### Try it
Number of lines with "image" in the data: give that figure by itself.

[Saved entries]
%%

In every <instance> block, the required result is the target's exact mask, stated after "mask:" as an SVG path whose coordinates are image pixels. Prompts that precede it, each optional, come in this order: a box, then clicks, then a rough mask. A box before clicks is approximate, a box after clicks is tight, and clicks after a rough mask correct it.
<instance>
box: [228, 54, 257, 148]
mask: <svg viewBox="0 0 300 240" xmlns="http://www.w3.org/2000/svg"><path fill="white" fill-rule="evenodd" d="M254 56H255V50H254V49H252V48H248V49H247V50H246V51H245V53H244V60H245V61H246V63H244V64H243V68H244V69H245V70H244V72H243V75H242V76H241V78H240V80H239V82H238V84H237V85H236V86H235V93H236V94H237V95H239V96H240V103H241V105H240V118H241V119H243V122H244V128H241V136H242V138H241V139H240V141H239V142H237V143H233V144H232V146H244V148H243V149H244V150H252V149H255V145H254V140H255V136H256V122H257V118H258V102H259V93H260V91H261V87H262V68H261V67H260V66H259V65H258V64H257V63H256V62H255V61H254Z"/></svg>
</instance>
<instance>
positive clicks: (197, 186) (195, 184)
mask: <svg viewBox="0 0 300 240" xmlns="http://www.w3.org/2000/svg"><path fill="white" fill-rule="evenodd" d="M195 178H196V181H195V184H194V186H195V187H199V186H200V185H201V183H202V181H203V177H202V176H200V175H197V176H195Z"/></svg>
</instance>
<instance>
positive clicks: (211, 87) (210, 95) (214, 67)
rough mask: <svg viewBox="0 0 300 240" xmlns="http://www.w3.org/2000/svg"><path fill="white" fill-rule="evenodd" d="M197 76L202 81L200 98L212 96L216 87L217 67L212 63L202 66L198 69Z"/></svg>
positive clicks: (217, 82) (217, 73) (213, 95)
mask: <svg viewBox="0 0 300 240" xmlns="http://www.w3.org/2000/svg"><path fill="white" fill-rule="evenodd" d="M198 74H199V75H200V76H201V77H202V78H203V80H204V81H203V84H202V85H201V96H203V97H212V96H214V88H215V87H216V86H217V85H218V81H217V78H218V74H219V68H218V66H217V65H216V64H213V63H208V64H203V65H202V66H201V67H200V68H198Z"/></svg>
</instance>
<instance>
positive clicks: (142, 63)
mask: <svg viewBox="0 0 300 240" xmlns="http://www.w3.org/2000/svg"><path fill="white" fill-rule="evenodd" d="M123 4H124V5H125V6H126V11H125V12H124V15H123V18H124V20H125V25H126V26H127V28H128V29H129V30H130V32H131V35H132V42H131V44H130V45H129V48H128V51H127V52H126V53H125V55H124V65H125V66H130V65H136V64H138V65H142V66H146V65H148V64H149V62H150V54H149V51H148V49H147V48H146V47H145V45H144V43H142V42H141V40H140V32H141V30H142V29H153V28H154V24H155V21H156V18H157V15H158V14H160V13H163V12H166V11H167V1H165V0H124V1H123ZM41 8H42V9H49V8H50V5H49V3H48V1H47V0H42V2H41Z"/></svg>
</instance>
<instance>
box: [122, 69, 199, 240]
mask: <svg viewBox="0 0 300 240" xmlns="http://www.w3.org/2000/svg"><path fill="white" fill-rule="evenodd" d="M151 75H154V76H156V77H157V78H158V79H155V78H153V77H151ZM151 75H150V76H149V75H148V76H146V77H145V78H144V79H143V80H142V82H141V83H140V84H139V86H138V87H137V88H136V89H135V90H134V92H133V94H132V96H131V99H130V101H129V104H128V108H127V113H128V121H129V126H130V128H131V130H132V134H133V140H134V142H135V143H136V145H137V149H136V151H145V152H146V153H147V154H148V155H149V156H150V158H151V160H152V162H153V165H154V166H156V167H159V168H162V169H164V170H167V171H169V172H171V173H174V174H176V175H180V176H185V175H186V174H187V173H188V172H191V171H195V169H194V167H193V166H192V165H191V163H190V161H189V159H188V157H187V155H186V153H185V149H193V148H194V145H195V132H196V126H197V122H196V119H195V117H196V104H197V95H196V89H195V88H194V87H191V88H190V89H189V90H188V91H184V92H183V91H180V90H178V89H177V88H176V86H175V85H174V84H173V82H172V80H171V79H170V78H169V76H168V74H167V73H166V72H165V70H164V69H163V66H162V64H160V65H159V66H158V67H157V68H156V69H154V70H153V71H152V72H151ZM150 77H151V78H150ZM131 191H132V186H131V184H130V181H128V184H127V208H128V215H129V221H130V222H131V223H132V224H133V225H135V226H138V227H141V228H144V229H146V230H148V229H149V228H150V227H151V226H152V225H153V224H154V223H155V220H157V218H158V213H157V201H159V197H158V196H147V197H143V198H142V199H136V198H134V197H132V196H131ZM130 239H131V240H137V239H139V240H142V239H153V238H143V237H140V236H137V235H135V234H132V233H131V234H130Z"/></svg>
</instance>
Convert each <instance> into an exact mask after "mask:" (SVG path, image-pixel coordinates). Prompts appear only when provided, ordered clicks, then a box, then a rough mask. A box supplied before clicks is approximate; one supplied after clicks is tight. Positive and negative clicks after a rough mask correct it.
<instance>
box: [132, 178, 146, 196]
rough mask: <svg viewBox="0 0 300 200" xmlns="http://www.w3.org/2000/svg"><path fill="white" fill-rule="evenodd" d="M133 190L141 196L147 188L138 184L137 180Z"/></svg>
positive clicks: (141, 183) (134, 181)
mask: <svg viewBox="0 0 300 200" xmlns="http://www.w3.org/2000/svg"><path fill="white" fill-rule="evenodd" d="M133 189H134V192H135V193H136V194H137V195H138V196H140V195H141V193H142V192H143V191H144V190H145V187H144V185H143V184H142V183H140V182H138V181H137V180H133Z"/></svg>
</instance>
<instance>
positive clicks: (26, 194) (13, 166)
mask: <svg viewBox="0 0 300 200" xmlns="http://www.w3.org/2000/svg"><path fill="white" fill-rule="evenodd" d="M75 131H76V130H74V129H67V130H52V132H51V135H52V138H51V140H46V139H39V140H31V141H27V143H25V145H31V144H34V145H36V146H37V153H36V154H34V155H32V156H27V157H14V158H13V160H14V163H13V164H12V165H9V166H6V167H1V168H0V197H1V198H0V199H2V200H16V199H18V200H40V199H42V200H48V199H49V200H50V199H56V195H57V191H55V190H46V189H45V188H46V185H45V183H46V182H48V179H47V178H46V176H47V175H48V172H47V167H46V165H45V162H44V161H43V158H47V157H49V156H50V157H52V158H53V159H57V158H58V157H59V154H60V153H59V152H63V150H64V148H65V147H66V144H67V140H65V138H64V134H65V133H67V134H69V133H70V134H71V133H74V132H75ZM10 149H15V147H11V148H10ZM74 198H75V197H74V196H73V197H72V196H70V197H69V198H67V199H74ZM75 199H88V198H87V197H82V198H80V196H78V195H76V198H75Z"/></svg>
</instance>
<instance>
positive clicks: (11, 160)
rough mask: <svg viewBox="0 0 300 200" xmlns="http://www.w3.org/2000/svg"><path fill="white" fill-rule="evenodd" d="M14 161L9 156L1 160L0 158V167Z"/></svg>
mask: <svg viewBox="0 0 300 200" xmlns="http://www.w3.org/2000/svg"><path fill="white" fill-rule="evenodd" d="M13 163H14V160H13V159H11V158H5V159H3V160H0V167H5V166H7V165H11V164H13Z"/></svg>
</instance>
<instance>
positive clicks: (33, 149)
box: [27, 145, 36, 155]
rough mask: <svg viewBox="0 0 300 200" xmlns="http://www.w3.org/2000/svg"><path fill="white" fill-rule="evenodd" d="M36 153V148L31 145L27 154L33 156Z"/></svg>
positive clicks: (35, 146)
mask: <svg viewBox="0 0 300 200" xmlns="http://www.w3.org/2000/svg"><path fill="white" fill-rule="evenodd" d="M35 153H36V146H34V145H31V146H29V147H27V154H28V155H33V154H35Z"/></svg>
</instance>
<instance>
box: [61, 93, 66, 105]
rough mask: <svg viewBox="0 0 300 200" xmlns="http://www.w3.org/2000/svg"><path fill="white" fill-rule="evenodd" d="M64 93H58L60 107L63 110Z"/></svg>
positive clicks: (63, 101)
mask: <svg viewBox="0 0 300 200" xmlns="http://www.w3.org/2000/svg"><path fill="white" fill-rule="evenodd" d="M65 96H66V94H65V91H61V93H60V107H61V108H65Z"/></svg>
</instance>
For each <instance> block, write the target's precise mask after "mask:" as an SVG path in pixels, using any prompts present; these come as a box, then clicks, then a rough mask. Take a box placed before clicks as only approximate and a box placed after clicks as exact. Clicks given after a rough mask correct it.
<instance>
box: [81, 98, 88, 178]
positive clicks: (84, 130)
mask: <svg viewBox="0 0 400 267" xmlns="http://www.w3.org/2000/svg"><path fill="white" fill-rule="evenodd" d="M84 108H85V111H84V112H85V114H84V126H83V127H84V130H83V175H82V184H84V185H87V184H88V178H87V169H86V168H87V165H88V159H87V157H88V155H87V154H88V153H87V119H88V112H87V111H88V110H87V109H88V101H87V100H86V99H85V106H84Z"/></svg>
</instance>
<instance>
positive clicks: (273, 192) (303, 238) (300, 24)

%%

### Answer to the exercise
2